▸ **PROBLEM REQUIREMENTS**:
Repeat the data below line for line, changing nothing.

>> Begin DATA SUPPLIED

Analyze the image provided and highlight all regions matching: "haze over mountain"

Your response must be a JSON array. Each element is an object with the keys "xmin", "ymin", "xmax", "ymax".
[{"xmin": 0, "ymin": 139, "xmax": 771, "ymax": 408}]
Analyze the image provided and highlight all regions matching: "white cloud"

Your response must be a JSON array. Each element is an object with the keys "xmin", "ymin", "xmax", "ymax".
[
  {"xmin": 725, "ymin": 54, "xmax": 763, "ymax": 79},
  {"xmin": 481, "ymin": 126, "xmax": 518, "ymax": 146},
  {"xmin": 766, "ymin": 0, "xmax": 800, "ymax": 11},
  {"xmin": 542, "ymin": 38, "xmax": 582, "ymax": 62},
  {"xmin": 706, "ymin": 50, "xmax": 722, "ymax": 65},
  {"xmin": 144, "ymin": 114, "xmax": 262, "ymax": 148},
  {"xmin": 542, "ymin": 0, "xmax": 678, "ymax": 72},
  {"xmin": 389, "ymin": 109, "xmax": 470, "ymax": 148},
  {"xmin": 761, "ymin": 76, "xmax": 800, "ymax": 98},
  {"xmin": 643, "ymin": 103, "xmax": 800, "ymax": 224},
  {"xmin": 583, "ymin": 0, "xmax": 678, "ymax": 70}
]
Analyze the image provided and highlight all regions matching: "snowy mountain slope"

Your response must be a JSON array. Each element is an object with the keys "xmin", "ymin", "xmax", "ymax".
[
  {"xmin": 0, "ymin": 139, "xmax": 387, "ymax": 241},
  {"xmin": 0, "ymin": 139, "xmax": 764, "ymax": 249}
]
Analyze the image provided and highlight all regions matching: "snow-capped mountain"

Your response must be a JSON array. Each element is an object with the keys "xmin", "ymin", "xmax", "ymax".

>> End DATA SUPPLIED

▸ **RESULT**:
Analyze the image provided and highlight all regions matching: "haze over mountain"

Your response must be a JSON array. Each element is an object with the keys "xmin", "ymin", "xmax", "ymax".
[{"xmin": 0, "ymin": 139, "xmax": 771, "ymax": 408}]
Analyze the image provided and highlight all regions matching: "white cloud"

Your response must be a JSON array. Each element is an object with the keys "xmin", "ymin", "xmax", "ymax".
[
  {"xmin": 725, "ymin": 54, "xmax": 763, "ymax": 79},
  {"xmin": 481, "ymin": 126, "xmax": 518, "ymax": 146},
  {"xmin": 766, "ymin": 0, "xmax": 800, "ymax": 11},
  {"xmin": 542, "ymin": 38, "xmax": 582, "ymax": 62},
  {"xmin": 706, "ymin": 50, "xmax": 722, "ymax": 65},
  {"xmin": 144, "ymin": 114, "xmax": 262, "ymax": 148},
  {"xmin": 542, "ymin": 0, "xmax": 678, "ymax": 72},
  {"xmin": 389, "ymin": 109, "xmax": 470, "ymax": 148},
  {"xmin": 761, "ymin": 76, "xmax": 800, "ymax": 98},
  {"xmin": 643, "ymin": 103, "xmax": 800, "ymax": 224},
  {"xmin": 583, "ymin": 0, "xmax": 678, "ymax": 70}
]
Analyze the image provided and highlight all regions matching: "snowy mountain slope"

Your response must be a JSON array. Each element is an object with the keys "xmin", "ymin", "xmax", "ymax".
[
  {"xmin": 0, "ymin": 139, "xmax": 387, "ymax": 241},
  {"xmin": 0, "ymin": 139, "xmax": 764, "ymax": 249}
]
Analyze the image provided and highlight all regions matching: "snow-capped mountain"

Your response must be a JSON array. Each element is an object with the keys "xmin", "ymin", "xmax", "ymax".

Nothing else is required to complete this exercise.